'''
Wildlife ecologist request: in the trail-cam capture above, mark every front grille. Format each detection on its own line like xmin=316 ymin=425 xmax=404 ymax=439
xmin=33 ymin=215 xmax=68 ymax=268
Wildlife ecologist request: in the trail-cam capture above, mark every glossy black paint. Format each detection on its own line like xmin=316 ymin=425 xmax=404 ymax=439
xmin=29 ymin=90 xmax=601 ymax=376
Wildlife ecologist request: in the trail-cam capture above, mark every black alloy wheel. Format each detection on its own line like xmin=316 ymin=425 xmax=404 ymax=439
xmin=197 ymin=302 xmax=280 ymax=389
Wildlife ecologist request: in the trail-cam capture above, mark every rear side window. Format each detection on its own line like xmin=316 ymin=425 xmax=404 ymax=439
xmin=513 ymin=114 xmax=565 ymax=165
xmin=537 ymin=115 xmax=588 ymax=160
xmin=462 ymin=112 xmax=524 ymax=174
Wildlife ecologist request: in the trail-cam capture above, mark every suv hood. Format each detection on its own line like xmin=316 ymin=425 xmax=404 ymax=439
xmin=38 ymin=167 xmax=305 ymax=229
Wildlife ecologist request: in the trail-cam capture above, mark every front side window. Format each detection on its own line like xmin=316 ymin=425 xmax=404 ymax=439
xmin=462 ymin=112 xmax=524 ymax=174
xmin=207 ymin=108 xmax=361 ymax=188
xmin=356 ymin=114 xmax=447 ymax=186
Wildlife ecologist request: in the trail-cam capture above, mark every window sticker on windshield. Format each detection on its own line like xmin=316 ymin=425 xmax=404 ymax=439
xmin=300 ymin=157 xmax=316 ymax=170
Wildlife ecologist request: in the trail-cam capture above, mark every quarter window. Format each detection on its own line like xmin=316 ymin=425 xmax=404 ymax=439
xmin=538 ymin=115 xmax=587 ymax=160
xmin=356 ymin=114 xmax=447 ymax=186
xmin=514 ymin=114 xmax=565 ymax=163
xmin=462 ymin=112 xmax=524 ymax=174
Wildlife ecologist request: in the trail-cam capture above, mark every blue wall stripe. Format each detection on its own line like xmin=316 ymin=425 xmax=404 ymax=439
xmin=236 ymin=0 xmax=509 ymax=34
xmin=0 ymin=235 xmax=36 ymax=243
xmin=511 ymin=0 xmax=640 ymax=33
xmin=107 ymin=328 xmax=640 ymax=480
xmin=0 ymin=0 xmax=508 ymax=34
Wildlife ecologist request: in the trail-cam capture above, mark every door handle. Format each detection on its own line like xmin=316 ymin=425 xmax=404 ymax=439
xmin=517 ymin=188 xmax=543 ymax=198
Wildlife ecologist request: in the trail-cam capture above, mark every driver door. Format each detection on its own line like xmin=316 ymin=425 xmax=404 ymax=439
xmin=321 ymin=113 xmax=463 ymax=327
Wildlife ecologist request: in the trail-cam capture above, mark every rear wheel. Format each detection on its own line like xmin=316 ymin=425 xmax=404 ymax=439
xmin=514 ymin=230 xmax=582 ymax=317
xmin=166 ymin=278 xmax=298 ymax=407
'''
WRITTEN REQUEST — Copy out all of the records above, character for character, with nothing left out or changed.

EXPECTED ANSWER —
Wildlife ecologist request: in the trail-cam capture above, mark every front grille. Format each detection on its own line like xmin=316 ymin=425 xmax=404 ymax=439
xmin=33 ymin=215 xmax=68 ymax=268
Wildlife ecologist request: in the trail-cam capture above, mark every glossy black paint. Format each detection on its own line like xmin=316 ymin=425 xmax=404 ymax=439
xmin=29 ymin=90 xmax=601 ymax=376
Wildlife ecologist request: in the trail-cam capture above, mark every black alloy wheel. Format each detection on its own line like xmin=316 ymin=425 xmax=404 ymax=439
xmin=197 ymin=302 xmax=280 ymax=389
Wildlife ecologist request: in the trail-cam capture above, mark every rear side window. Format each detection on its own line like xmin=316 ymin=425 xmax=404 ymax=439
xmin=513 ymin=114 xmax=565 ymax=165
xmin=537 ymin=115 xmax=588 ymax=160
xmin=462 ymin=112 xmax=524 ymax=174
Wildlife ecologist request: in the trail-cam capture above, mark every suv hood. Format each detection on its own line like xmin=316 ymin=425 xmax=404 ymax=439
xmin=38 ymin=167 xmax=305 ymax=229
Wildlife ecologist request: in the trail-cam capture above, mark every front side window. Format each detection on its own line like xmin=316 ymin=425 xmax=404 ymax=439
xmin=462 ymin=112 xmax=524 ymax=174
xmin=207 ymin=108 xmax=361 ymax=188
xmin=356 ymin=114 xmax=447 ymax=186
Wildlife ecologist request: in the trail-cam capture above, mark every window sticker on windshield. Format each detection on its own line like xmin=316 ymin=425 xmax=404 ymax=439
xmin=300 ymin=157 xmax=316 ymax=170
Wildlife ecologist request: in the trail-cam capture above, mark every quarter window. Format each detection on its own line like xmin=316 ymin=425 xmax=404 ymax=439
xmin=538 ymin=115 xmax=587 ymax=160
xmin=356 ymin=114 xmax=447 ymax=186
xmin=514 ymin=114 xmax=565 ymax=163
xmin=462 ymin=112 xmax=524 ymax=174
Wildlife ecologist request: in the trail-cam capture above, mark every blue wall stripe. Format each detection on its own line like xmin=316 ymin=425 xmax=404 ymax=439
xmin=236 ymin=0 xmax=509 ymax=34
xmin=0 ymin=235 xmax=36 ymax=243
xmin=511 ymin=0 xmax=640 ymax=33
xmin=107 ymin=328 xmax=640 ymax=480
xmin=0 ymin=0 xmax=508 ymax=34
Wildlife ecologist request: in the trail-cam capture above, mark every door handle. Format each detection on its own line like xmin=316 ymin=425 xmax=404 ymax=439
xmin=517 ymin=188 xmax=543 ymax=198
Wildlife ecologist request: in the trail-cam capture above, mark every driver door. Format each detection on its own line like xmin=316 ymin=425 xmax=404 ymax=439
xmin=321 ymin=113 xmax=463 ymax=327
Wildlife ecologist request: in the trail-cam capture above, mark every rear wheel. Format each detection on its own line like xmin=316 ymin=425 xmax=404 ymax=439
xmin=514 ymin=230 xmax=582 ymax=317
xmin=166 ymin=278 xmax=298 ymax=407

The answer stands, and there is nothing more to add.